What latest 'painful' F1 car delay has exposed about Vowles' Williams
Formula 1

What latest 'painful' F1 car delay has exposed about Vowles' Williams

by Scott Mitchell-Malm
6 min read

The limited explanations from Williams for an “incredibly painful” delay with its 2026 Formula 1 car last week did include a significant admission from team boss James Vowles.

For the third time in seven seasons, Williams has been late finishing its car build.

George Russell Williams 2019 F1 testing

In 2019 (pictured above) that manifested in missing a large chunk of the first pre-season test. In 2024 the car made it to testing but was overweight, while Williams was short on spares and had a compromised development schedule as a result.

This year, Williams lost three days of testing and is now some 2000km of on-track running behind the teams it aspires to be on the level of. And the jury is out on whether the exact reasons for that will leave the car overweight and compromised into the season, again.

What is known is that Williams fell behind in its FW48 build and had trouble with certain crash tests. It seems each time its processes become more complicated, or done in the way Vowles and his leadership team insist is necessary to eventually be a top organisation, there is a risk of a major setback.

• **Data**:
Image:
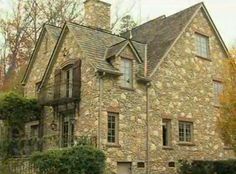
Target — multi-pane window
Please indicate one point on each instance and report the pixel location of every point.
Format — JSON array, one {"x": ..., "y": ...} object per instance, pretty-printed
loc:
[
  {"x": 166, "y": 132},
  {"x": 67, "y": 127},
  {"x": 34, "y": 131},
  {"x": 127, "y": 70},
  {"x": 68, "y": 82},
  {"x": 112, "y": 125},
  {"x": 202, "y": 45},
  {"x": 218, "y": 89},
  {"x": 185, "y": 131}
]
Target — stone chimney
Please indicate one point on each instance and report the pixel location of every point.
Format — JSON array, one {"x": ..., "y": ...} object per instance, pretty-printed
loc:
[{"x": 97, "y": 14}]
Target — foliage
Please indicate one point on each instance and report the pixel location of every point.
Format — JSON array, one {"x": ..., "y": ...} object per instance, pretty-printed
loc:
[
  {"x": 127, "y": 23},
  {"x": 75, "y": 160},
  {"x": 15, "y": 111},
  {"x": 227, "y": 119},
  {"x": 208, "y": 167}
]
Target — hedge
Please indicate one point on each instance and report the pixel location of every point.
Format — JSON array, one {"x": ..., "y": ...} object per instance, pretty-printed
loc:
[
  {"x": 75, "y": 160},
  {"x": 208, "y": 167}
]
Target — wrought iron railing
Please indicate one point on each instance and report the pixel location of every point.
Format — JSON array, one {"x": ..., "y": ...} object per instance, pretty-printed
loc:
[{"x": 54, "y": 94}]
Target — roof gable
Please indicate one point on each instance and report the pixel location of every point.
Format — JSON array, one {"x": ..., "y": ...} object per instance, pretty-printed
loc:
[
  {"x": 117, "y": 49},
  {"x": 53, "y": 31},
  {"x": 162, "y": 33}
]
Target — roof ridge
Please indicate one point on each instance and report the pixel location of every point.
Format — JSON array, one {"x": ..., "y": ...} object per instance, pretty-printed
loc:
[
  {"x": 103, "y": 31},
  {"x": 188, "y": 8},
  {"x": 164, "y": 16},
  {"x": 51, "y": 25},
  {"x": 118, "y": 43}
]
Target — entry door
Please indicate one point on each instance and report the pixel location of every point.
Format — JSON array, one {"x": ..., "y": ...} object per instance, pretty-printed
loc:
[{"x": 124, "y": 168}]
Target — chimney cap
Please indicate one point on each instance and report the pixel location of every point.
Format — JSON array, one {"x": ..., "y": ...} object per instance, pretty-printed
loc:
[{"x": 106, "y": 3}]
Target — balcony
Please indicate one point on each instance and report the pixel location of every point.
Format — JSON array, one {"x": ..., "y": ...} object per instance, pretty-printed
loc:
[{"x": 59, "y": 94}]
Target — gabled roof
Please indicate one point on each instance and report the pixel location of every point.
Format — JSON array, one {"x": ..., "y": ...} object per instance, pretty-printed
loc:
[
  {"x": 162, "y": 33},
  {"x": 54, "y": 32},
  {"x": 116, "y": 49},
  {"x": 93, "y": 44}
]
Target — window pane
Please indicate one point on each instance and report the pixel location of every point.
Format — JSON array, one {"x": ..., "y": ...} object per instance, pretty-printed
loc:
[
  {"x": 202, "y": 45},
  {"x": 126, "y": 69},
  {"x": 185, "y": 131},
  {"x": 218, "y": 89},
  {"x": 112, "y": 127},
  {"x": 166, "y": 132}
]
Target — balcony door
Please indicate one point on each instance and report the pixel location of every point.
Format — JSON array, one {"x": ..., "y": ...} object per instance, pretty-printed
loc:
[
  {"x": 124, "y": 168},
  {"x": 67, "y": 129}
]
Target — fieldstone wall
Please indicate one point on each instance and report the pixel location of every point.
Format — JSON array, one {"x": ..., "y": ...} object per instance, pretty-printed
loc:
[
  {"x": 87, "y": 108},
  {"x": 182, "y": 89},
  {"x": 97, "y": 14},
  {"x": 40, "y": 64}
]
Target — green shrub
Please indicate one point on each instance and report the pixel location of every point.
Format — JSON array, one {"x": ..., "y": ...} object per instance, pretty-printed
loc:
[
  {"x": 75, "y": 160},
  {"x": 208, "y": 167}
]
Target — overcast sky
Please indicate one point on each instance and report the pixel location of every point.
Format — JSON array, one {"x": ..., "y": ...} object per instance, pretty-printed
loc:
[{"x": 223, "y": 12}]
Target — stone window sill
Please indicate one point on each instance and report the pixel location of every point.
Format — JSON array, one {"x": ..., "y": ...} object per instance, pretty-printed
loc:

• **To-do list**:
1. According to the article on Williams' car delay, how many days of testing did the team lose this year?
2. From the Williams article, reproduce the passage from "by Scott Mitchell-Malm" up to and including "the season, again.".
3. Take the article about Williams' late 2026 car further, picking up after its final sentence.

• **Answers for this exercise**:
1. Three days.

2.
by Scott Mitchell-Malm
6 min read

The limited explanations from Williams for an “incredibly painful” delay with its 2026 Formula 1 car last week did include a significant admission from team boss James Vowles.

For the third time in seven seasons, Williams has been late finishing its car build.

George Russell Williams 2019 F1 testing

In 2019 (pictured above) that manifested in missing a large chunk of the first pre-season test. In 2024 the car made it to testing but was overweight, while Williams was short on spares and had a compromised development schedule as a result.

This year, Williams lost three days of testing and is now some 2000km of on-track running behind the teams it aspires to be on the level of. And the jury is out on whether the exact reasons for that will leave the car overweight and compromised into the season, again.

3.
“One of the tasks that has been on my shoulders for a few years is making sure we transform this business at the absolute maximum rate possible,” Vowles said.

The team’s performance in 2025, scoring two podiums and finishing fifth in the constructors' championship, is clearly testament to Vowles’ leadership taking Williams in a better direction.

But two compromised builds in three years suggest that is coming at a big price even in the context of Vowles’ rationale of “pushing the boundaries and limits hard and aggressively, and find your limitation” because he believes “there’s no point being just underneath the curve or voluntarily underneath the curve if you want to transform at speed, you need to find the pain points and put them right very quickly, which is exactly what we're doing”.

Vowles has had to roll out that bullish logic to justify short-term setbacks more than he would like as team boss. To his credit he is usually very open and detailed in fronting up to issues - of which Williams has had quite a few now under his leadership, including things like taking Logan Sargeant’s car off him at the 2024 Australian Grand Prix and giving it to Alex Albon after Albon damaged his beyond repair.

Interestingly, this time the explanation has been less specific and revealing than most. But that might be because there’s some sensitive information to protect for now - and there was still a telling revelation in him confessing he has misjudged what Williams needed as a team, in order to manage what he was asking of it for 2026.

Vowles says this car has been developed in a way that is “not what we were doing two years ago”.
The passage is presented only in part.